TASK REQUIREMENTS: Return, exactly, the line that contains "Mark a point on each instance of the white sun" together with all lines after it to the end of the entries, and no further lines.

= = = = = = =

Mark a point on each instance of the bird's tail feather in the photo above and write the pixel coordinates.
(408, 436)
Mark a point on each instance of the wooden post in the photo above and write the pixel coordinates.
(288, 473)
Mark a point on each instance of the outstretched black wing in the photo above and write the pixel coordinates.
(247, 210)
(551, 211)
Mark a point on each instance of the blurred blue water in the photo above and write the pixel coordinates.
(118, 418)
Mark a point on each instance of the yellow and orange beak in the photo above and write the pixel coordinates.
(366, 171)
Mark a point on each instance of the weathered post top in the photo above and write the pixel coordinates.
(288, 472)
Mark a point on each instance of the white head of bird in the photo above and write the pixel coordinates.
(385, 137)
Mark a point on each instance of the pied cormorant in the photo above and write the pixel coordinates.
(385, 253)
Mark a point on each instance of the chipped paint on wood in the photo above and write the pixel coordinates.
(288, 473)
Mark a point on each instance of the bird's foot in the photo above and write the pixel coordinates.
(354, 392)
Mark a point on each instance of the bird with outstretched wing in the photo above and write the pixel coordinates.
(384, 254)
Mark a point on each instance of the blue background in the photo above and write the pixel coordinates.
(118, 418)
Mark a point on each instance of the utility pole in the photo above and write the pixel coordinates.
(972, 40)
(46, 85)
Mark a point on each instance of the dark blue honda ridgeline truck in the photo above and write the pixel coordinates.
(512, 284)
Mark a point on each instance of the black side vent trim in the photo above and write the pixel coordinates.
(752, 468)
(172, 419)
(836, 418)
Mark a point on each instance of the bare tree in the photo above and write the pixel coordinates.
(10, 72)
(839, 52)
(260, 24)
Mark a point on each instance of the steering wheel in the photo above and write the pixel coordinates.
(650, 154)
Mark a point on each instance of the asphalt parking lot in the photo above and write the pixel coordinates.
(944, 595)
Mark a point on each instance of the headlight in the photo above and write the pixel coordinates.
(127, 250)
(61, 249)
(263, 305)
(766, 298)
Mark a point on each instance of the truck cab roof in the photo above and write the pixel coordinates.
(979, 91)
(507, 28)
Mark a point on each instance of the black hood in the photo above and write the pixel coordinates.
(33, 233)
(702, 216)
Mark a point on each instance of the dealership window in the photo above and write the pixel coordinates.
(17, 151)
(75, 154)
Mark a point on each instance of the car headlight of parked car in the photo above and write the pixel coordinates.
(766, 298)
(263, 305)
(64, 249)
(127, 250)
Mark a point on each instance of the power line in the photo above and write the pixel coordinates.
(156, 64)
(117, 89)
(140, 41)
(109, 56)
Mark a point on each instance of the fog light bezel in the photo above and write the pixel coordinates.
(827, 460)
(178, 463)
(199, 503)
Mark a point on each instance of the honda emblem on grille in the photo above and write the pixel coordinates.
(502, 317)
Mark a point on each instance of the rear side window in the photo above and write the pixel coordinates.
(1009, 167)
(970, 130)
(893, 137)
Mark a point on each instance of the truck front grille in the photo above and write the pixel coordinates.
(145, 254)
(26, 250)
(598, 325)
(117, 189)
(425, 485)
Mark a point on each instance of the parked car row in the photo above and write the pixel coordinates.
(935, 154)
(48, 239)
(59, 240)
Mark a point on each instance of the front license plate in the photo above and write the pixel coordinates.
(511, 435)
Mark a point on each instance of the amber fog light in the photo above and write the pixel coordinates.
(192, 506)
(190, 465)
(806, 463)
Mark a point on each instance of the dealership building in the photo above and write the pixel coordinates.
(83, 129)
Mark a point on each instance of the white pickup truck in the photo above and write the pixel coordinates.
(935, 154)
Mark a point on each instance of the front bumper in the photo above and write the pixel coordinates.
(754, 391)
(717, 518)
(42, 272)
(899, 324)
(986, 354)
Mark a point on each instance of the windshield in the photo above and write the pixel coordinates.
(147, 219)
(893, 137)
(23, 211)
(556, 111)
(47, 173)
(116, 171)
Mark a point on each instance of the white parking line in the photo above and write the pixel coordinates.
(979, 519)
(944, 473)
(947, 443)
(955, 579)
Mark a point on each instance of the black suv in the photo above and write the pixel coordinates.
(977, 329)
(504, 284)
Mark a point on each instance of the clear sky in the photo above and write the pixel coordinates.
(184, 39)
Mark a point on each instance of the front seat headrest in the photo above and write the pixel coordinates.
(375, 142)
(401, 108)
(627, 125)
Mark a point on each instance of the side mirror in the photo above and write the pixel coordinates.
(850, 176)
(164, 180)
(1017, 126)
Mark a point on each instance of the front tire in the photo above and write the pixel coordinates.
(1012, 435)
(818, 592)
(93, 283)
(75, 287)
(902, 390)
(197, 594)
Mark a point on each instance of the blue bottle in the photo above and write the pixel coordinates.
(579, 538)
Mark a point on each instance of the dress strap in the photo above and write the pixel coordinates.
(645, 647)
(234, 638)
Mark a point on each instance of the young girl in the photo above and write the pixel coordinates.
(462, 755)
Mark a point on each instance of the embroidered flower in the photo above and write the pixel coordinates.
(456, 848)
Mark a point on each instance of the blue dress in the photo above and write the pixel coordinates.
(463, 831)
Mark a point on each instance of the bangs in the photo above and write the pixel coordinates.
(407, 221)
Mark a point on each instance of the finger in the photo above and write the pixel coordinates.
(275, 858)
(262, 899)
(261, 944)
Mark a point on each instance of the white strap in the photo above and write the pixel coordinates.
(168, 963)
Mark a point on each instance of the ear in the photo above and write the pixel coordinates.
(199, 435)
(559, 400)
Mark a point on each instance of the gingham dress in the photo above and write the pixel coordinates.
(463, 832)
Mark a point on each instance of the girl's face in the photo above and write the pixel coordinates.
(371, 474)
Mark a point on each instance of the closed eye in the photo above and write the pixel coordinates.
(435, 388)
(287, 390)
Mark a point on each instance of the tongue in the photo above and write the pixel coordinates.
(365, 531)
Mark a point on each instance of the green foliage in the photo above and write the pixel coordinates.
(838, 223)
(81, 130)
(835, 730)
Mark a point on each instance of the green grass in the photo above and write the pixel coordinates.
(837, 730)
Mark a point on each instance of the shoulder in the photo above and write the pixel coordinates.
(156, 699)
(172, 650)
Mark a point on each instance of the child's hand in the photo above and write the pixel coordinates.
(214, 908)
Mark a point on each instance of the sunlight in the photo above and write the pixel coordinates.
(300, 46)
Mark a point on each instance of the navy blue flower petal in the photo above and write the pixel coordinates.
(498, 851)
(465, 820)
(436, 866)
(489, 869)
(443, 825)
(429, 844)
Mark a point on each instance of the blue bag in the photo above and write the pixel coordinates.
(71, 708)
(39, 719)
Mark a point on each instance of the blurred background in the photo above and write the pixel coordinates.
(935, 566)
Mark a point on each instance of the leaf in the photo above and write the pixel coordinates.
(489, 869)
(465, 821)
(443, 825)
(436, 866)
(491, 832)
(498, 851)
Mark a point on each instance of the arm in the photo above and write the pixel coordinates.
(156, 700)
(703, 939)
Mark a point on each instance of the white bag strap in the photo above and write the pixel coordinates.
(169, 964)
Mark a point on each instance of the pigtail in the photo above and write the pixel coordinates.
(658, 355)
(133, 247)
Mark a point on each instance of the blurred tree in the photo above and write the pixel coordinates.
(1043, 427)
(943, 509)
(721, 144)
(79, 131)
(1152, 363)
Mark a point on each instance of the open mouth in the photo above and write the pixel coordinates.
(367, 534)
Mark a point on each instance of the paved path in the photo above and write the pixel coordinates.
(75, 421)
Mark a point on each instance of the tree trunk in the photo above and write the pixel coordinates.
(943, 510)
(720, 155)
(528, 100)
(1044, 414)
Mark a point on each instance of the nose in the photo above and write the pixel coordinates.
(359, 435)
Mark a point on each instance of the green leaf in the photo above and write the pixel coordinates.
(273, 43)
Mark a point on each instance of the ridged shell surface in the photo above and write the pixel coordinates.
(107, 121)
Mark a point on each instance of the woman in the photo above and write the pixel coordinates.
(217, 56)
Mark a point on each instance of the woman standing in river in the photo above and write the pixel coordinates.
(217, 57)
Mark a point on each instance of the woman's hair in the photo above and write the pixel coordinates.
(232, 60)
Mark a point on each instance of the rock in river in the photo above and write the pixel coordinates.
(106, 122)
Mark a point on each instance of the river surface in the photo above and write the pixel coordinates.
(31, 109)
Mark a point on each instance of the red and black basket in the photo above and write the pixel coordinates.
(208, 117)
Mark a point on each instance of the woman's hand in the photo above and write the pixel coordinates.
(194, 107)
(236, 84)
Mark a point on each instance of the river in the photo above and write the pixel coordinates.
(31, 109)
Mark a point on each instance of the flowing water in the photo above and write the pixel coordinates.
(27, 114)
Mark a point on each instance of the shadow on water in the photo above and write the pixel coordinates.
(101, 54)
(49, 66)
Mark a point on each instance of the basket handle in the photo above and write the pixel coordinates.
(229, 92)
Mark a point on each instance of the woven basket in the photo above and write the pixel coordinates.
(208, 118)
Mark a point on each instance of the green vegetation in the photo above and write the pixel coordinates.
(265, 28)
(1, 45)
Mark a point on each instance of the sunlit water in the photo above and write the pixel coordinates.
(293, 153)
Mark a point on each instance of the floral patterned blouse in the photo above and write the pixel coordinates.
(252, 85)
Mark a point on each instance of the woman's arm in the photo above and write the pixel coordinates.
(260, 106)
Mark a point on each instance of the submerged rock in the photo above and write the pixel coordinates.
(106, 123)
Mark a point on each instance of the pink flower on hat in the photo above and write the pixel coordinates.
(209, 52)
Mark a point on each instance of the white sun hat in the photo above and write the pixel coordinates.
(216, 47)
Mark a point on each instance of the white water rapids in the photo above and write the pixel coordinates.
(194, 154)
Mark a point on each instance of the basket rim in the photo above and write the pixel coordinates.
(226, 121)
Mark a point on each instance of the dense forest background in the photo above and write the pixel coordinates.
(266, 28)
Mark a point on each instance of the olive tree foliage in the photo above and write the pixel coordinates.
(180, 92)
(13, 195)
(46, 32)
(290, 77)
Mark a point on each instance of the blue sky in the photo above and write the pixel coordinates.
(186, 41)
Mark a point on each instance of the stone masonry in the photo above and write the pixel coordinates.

= = = = = = =

RESPONSE TO THIS EXERCISE:
Mark a point on each instance of the white sun hat in the photo above and write the pixel coordinates.
(216, 47)
Mark a point on each instance of the white water rapids in the photo above and write the pixel coordinates.
(194, 154)
Mark a point on each instance of the basket rim in the photo above and write the pixel coordinates.
(226, 121)
Mark a point on each instance of the dense forest background in the photo above and write the pixel coordinates.
(266, 28)
Mark a point on each instance of the olive tree foliage in the photo above and write the pixel coordinates.
(180, 92)
(13, 195)
(46, 32)
(290, 77)
Mark a point on each instance of the blue sky in the photo above and write the pixel coordinates.
(186, 41)
Mark a point on each instance of the stone masonry in the photo above and write the pixel coordinates.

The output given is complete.